● GIVEN REQUEST:
Copy out the items starting at the line that has "Every instance of the locomotive buffer" and stopping after the line that has "146), (207, 199)]". Raise every coordinate in the answers by 48, and leave the requests and their format samples unchanged.

--*--

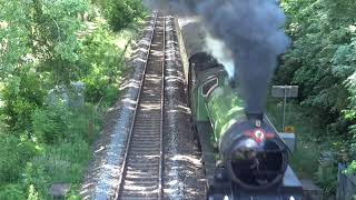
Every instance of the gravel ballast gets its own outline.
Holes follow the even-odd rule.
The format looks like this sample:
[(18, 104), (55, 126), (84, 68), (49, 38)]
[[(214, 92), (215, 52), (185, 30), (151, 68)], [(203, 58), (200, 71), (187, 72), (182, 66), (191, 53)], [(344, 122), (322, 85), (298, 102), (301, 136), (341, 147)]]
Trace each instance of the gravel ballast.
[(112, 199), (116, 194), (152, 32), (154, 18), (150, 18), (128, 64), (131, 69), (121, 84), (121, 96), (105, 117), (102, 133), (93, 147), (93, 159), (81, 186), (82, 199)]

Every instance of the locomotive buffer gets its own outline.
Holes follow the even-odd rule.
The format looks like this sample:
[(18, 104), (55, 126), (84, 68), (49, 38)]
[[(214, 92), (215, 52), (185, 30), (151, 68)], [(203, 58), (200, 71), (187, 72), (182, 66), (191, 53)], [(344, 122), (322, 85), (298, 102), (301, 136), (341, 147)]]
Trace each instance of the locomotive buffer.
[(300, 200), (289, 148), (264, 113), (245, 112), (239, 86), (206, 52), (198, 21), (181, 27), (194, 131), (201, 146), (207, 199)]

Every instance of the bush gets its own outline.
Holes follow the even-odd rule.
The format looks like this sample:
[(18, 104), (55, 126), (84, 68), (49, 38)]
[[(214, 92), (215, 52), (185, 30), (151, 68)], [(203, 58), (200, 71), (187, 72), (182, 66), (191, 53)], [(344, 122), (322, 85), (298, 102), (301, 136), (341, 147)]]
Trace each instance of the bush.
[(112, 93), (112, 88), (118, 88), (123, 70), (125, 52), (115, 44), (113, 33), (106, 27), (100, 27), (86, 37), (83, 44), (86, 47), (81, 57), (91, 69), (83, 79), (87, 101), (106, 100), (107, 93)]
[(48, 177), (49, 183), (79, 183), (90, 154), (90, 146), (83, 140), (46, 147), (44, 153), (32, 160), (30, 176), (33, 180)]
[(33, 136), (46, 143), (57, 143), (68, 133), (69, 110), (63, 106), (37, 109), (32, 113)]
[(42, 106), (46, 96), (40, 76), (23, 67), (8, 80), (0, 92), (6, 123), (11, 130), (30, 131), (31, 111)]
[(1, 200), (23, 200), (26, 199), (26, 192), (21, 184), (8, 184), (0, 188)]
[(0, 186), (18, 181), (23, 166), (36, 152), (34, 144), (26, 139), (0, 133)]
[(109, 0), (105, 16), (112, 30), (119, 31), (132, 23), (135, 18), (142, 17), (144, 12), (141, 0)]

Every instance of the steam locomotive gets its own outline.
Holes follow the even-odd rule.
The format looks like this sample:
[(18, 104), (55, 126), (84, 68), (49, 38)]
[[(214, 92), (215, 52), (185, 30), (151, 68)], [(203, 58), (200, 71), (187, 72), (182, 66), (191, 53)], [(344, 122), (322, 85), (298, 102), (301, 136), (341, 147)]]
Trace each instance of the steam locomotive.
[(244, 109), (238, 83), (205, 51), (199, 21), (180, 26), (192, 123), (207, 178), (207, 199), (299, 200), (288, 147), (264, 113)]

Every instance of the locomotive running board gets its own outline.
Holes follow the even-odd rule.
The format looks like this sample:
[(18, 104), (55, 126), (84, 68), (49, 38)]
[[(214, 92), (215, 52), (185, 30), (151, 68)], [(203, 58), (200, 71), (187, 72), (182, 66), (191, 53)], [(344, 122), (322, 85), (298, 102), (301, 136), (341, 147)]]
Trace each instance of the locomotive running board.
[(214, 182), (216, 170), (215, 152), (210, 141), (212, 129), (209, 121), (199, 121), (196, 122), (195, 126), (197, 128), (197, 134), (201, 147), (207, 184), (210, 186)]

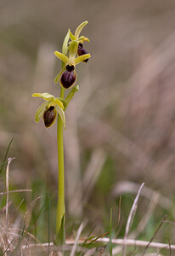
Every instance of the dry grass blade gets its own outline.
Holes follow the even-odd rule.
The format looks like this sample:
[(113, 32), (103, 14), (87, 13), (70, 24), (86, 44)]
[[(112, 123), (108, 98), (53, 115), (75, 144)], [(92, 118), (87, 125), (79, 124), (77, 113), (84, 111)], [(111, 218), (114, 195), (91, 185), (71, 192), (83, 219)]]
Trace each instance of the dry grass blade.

--*--

● WRITTEN SOLUTION:
Every instance of the locomotive buffer gets its own outline.
Holes follow the even-odd rule.
The format looks like this sample:
[(18, 104), (55, 126), (84, 68), (49, 38)]
[[(214, 92), (215, 52), (185, 30), (151, 68)], [(203, 58), (200, 71), (187, 72), (182, 66), (191, 53)], [(344, 122), (322, 85), (298, 102), (301, 136), (341, 147)]]
Trace each instance of the locomotive buffer.
[(348, 248), (337, 196), (312, 161), (293, 160), (287, 134), (254, 100), (246, 69), (229, 75), (242, 179), (249, 194), (255, 247)]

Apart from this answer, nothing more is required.